Отчаянный пацан, сорвиголова, он привлек внимание окрестных карманников,
они его подкармливали, но на дело не брали, видно, уважали за то, что
может изобразить все, на что бы ни указали. Можно сказать, судьба
уберегла. Уберегла она его и на фронте, куда Мкртыча взяли уже в
41-м. Поначалу обучался в школе воздушных десантников в Зугдиди, но
поскольку отменным слухом не отличался и никак не мог освоить азбуку
Морзе, попросился на фронт, куда его и отправили. Был разведчиком.

======

- Задание A:
Скопируйте из отрывка о Мкртыче фрагмент от слов «Отчаянный пацан, сорвиголова, он» до слов «отправили. Был разведчиком.» включительно.

(Фрагменты данных точечной разметки)
======

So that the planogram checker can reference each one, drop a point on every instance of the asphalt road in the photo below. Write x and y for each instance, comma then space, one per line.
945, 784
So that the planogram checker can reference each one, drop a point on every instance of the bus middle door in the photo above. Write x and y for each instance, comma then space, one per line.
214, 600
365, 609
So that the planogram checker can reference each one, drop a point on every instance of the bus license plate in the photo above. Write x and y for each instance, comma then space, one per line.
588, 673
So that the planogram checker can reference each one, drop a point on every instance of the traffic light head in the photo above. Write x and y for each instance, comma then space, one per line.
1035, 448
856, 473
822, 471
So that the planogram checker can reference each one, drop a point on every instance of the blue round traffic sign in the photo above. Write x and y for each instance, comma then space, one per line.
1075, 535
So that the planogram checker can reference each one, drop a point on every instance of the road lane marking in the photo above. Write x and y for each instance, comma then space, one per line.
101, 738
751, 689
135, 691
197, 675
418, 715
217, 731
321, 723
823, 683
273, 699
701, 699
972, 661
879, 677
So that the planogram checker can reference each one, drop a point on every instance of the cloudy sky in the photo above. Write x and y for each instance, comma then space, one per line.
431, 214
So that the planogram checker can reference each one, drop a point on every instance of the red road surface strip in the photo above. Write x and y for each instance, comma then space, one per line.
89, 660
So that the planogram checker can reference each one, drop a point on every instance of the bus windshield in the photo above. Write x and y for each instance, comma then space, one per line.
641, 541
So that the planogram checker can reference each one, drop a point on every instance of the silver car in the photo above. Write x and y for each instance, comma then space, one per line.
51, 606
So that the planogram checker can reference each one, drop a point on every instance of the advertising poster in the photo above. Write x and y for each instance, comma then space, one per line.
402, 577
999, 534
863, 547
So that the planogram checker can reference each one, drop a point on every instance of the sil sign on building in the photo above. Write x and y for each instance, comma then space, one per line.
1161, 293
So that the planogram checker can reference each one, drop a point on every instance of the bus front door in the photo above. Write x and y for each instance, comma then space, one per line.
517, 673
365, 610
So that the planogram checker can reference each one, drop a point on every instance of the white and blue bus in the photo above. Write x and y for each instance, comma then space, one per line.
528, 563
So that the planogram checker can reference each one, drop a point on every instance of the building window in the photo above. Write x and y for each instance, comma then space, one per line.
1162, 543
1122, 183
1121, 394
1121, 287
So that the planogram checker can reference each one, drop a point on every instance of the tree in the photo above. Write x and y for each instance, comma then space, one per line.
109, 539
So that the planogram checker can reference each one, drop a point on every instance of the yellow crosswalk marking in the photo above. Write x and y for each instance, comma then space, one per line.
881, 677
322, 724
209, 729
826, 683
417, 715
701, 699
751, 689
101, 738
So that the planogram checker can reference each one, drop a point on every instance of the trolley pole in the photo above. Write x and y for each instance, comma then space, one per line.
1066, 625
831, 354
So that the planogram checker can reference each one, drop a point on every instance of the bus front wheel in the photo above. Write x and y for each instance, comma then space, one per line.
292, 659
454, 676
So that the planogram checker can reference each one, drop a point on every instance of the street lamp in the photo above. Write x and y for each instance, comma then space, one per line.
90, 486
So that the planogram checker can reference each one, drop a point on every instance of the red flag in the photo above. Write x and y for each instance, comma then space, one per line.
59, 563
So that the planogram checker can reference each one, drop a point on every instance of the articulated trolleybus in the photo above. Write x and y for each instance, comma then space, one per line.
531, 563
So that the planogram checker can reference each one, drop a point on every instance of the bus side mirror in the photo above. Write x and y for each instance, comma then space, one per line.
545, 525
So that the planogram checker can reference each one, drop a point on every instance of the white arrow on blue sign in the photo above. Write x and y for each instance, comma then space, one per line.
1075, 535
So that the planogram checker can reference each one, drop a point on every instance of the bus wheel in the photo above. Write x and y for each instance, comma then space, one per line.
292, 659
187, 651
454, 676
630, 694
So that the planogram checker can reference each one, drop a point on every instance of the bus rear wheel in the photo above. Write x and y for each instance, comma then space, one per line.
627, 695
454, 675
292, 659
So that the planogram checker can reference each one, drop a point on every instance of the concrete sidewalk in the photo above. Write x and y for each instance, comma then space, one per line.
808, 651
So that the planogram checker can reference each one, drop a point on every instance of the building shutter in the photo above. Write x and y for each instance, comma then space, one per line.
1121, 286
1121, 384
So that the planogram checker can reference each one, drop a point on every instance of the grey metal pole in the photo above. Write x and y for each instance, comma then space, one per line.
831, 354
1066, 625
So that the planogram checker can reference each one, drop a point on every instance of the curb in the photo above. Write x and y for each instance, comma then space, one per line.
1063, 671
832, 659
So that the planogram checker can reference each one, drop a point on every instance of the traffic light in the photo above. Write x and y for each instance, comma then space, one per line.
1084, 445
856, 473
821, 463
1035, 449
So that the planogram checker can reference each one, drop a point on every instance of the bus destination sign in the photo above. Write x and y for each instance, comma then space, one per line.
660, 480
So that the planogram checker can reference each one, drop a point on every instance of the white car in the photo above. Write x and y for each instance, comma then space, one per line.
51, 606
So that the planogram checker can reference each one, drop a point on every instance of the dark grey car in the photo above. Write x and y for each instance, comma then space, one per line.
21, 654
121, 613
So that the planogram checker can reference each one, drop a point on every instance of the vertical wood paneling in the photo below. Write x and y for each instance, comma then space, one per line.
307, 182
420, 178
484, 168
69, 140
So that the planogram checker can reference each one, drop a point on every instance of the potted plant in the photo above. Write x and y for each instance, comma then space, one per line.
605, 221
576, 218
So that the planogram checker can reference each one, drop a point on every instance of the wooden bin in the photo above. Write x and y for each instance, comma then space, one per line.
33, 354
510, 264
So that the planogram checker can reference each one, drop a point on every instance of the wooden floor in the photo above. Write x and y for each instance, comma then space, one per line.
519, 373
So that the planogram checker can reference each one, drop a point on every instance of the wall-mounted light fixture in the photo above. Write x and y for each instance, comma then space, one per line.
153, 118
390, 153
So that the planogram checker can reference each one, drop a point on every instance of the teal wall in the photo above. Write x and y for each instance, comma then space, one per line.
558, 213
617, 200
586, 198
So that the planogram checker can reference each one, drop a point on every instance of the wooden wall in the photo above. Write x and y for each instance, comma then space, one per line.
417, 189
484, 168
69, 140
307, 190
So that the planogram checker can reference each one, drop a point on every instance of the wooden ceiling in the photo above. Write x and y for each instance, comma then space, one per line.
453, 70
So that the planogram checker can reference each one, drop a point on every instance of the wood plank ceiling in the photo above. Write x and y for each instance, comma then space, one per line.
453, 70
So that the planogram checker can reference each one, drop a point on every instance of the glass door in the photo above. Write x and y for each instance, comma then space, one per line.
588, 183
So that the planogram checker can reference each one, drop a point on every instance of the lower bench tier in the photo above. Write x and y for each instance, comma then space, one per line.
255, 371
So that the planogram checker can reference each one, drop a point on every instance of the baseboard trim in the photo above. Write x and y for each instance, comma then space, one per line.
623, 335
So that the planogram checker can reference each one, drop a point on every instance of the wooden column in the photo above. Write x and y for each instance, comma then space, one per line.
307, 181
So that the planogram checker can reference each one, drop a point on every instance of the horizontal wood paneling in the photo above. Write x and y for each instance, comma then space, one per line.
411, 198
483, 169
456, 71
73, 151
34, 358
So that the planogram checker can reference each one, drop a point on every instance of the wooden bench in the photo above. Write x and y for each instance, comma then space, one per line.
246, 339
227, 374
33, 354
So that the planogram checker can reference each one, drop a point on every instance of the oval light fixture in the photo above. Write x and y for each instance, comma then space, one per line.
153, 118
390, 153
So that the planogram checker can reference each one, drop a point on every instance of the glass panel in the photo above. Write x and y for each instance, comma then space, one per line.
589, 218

======

- Задание B:
Сколько строк в записях содержат строку «light»? В ответе укажите только число.

- Правильный результат A:
Отчаянный пацан, сорвиголова, он привлек внимание окрестных карманников,
они его подкармливали, но на дело не брали, видно, уважали за то, что
может изобразить все, на что бы ни указали. Можно сказать, судьба
уберегла. Уберегла она его и на фронте, куда Мкртыча взяли уже в
41-м. Поначалу обучался в школе воздушных десантников в Зугдиди, но
поскольку отменным слухом не отличался и никак не мог освоить азбуку
Морзе, попросился на фронт, куда его и отправили. Был разведчиком.

- Правильный результат B:
4